[Raw lines]
::::::

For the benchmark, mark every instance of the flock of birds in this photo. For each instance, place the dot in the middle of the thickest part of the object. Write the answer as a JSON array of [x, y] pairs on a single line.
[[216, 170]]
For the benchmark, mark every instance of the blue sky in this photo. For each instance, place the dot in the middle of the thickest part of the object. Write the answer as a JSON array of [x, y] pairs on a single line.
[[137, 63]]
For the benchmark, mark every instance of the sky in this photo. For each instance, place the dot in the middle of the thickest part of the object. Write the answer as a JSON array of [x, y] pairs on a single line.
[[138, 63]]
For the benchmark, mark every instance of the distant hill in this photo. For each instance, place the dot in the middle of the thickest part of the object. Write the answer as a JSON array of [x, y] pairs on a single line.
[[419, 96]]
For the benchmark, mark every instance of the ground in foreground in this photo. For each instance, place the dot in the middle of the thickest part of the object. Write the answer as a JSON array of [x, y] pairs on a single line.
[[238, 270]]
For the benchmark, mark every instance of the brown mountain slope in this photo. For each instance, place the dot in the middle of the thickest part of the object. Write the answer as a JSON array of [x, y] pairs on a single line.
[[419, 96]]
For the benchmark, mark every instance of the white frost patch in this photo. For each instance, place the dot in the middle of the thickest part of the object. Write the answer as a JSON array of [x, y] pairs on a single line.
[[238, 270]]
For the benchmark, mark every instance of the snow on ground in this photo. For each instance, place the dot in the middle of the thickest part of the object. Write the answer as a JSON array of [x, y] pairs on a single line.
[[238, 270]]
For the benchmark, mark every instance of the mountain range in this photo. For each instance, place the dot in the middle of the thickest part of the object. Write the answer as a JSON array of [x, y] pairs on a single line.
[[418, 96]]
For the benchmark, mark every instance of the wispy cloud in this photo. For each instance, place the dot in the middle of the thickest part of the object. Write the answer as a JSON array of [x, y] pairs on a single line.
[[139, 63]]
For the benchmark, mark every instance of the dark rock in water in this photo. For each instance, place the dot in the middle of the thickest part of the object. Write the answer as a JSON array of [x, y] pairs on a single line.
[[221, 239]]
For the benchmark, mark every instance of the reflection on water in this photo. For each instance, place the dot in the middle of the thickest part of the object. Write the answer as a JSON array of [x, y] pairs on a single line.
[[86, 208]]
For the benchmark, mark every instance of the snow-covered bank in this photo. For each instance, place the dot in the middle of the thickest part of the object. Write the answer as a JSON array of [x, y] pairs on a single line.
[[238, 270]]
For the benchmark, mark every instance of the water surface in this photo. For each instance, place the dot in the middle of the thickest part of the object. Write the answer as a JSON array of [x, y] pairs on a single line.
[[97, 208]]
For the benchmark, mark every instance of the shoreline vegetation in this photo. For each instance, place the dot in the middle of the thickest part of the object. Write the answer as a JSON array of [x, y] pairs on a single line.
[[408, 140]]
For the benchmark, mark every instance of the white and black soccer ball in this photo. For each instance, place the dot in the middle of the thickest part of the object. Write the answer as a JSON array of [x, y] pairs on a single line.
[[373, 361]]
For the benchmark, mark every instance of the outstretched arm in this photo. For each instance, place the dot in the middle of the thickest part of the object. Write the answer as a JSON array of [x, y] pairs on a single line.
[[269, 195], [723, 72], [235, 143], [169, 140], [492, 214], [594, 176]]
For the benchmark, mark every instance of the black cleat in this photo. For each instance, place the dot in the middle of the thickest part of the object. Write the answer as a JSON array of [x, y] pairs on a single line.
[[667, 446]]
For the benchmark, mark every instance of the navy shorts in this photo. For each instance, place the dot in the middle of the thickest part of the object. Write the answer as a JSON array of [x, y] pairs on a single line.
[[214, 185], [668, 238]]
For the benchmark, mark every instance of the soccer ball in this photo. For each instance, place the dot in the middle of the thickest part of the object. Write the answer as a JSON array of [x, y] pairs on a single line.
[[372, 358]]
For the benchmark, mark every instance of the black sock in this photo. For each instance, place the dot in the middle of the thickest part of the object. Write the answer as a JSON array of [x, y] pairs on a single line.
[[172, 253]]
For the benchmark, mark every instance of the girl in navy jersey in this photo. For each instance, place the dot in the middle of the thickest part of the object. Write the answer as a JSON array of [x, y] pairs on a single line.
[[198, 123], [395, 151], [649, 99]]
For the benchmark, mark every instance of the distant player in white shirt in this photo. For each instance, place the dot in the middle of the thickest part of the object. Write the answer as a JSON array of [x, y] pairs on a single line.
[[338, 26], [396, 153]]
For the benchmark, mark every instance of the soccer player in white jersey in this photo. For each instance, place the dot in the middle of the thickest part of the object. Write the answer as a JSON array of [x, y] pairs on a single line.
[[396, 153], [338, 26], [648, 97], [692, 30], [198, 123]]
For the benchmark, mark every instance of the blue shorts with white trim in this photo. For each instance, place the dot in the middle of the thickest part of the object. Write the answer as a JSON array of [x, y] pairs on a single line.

::::::

Set problem: Copy all of the lines above without changing anything.

Complete output:
For the benchmark, mark every instance of the flock of birds in this photo. For each instance, place the dot in the middle of the thickest part of the object. Write the answer as a JSON array of [x, y] pairs on a single line.
[[216, 170]]
For the benchmark, mark every instance of the blue sky in this photo. For each instance, place the dot in the middle of the thickest part of the object. Write the answer as a JSON array of [x, y] pairs on a single line.
[[137, 63]]
For the benchmark, mark every instance of the sky in this photo. For each instance, place the dot in the middle of the thickest part of the object. Write the answer as a JSON array of [x, y] pairs on a single line.
[[138, 63]]
For the benchmark, mark every instance of the distant hill in this photo. For each instance, place the dot in the middle of the thickest part of the object. Write the answer as a JSON array of [x, y] pairs on a single line.
[[419, 96]]
For the benchmark, mark every instance of the ground in foreground in this photo. For each instance, place the dot in the middle of the thickest part of the object. Write the answer as a JSON array of [x, y] pairs on a single line.
[[238, 270]]
For the benchmark, mark every instance of the brown mountain slope in this photo. For each instance, place the dot in the middle of the thickest part of the object. Write the answer as a JSON array of [x, y] pairs on a single line.
[[419, 96]]
For the benchmark, mark every instance of the white frost patch in this photo. For each instance, place the dot in the middle of the thickest part of the object. Write the answer as a JSON array of [x, y] pairs on a single line.
[[238, 270]]
For the benchmark, mark every instance of the snow on ground in this photo. For each instance, place the dot in the middle of the thickest part of the object. Write the answer as a JSON array of [x, y] pairs on a single line.
[[238, 270]]
For the benchmark, mark every instance of the mountain range in this photo. For each instance, place the dot in the middle of the thickest part of the object. Write the answer as a JSON array of [x, y] pairs on a single line.
[[418, 96]]
For the benchmark, mark every instance of the wispy cloud in this photo. For each instance, place the dot in the middle of the thickest part of the object. Write the answer as a JSON array of [x, y] pairs on a single line.
[[139, 63]]
For the benchmark, mark every instance of the dark rock in water in this photo. For each instance, place the dot in the middle of the thickest part of the object. Write the answer as a JSON array of [x, y] pairs on a single line.
[[221, 239]]
For the benchmark, mark every instance of the reflection on water in this photo. For each instance, place the dot in the middle of the thickest part of the object. Write the answer as a JSON array of [x, y] pairs on a single line.
[[86, 208]]
For the benchmark, mark every instance of the snow-covered bank in this photo. For each instance, place the dot in the middle of the thickest part of the object. Write the answer as a JSON array of [x, y] pairs on a single line.
[[238, 270]]
For the benchmark, mark every instance of the water surface in this photo. For each instance, place the dot in the middle of the thickest part of the object. Write the answer as a JSON array of [x, y] pairs on a single line.
[[97, 208]]
For the benchmark, mark every instance of the shoreline vegetation in this photo. For each instance, place the dot in the middle of the thickest part of the object. Write the answer as a JSON array of [x, y] pairs on a single line.
[[408, 140]]
For the benchmark, mark every instance of the white and black soccer ball in this photo. For each instance, place the dot in the middle of the thickest part of the object. Write the answer as a JSON array of [x, y] pairs on a single line.
[[373, 361]]
For the benchmark, mark every instance of the outstretched arm in this photo. For each instance, place the dot in the middle of the thickest part of the object. Write the answer as a JSON array of [x, y] pairs on a single line.
[[269, 195], [723, 72], [235, 143], [169, 140], [492, 214], [594, 176]]
For the benchmark, mark every instance of the black cleat in this photo. For each instance, place the dot in the middle of the thickest part of the object. Write the answer as a JSON array of [x, y] pairs on a single line.
[[667, 446]]
For the benchmark, mark every instance of the navy shorts in this photo. For each instance, place the dot in the middle of the thickest part of the object. Write the answer as a JSON array of [x, y] pairs on a single line.
[[214, 185], [668, 238]]
For the benchmark, mark every instance of the soccer ball in this photo. For each instance, place the dot in the middle of the thickest part of the object. Write the answer as a JSON array of [x, y] pairs on a single line.
[[372, 358]]
For the benchmark, mark every instance of the black sock in this photo. For each instance, place the dot in the middle of the thickest part of the object. Write the answer as a JSON array of [x, y] pairs on a single line.
[[172, 253]]
For the benchmark, mark every instance of the girl in navy jersey in this photo. For each instance, place the dot in the middle of the thickest part of the object. Write the answer as a JSON array of [x, y] pairs on a single line.
[[198, 123], [395, 151], [649, 99]]
For the benchmark, mark every instance of the distant player in white shirt in this photo. For each instance, place the dot in the middle of the thickest part of the object. Write the answer as a JSON array of [x, y] pairs on a single line.
[[338, 26], [396, 153]]
For the benchmark, mark every instance of the soccer player in white jersey in this photo. For each instance, place the dot in the middle of the thickest part of the object. Write the answer as a JSON array of [x, y] pairs on a single line.
[[396, 153], [338, 26], [648, 97], [692, 30], [198, 123]]
For the benchmark, mark every instance of the blue shorts with white trim in this photo. For each instance, place the dot in the middle of the thickest part of the object. Write the answer as a JSON array of [x, y] pairs on a single line.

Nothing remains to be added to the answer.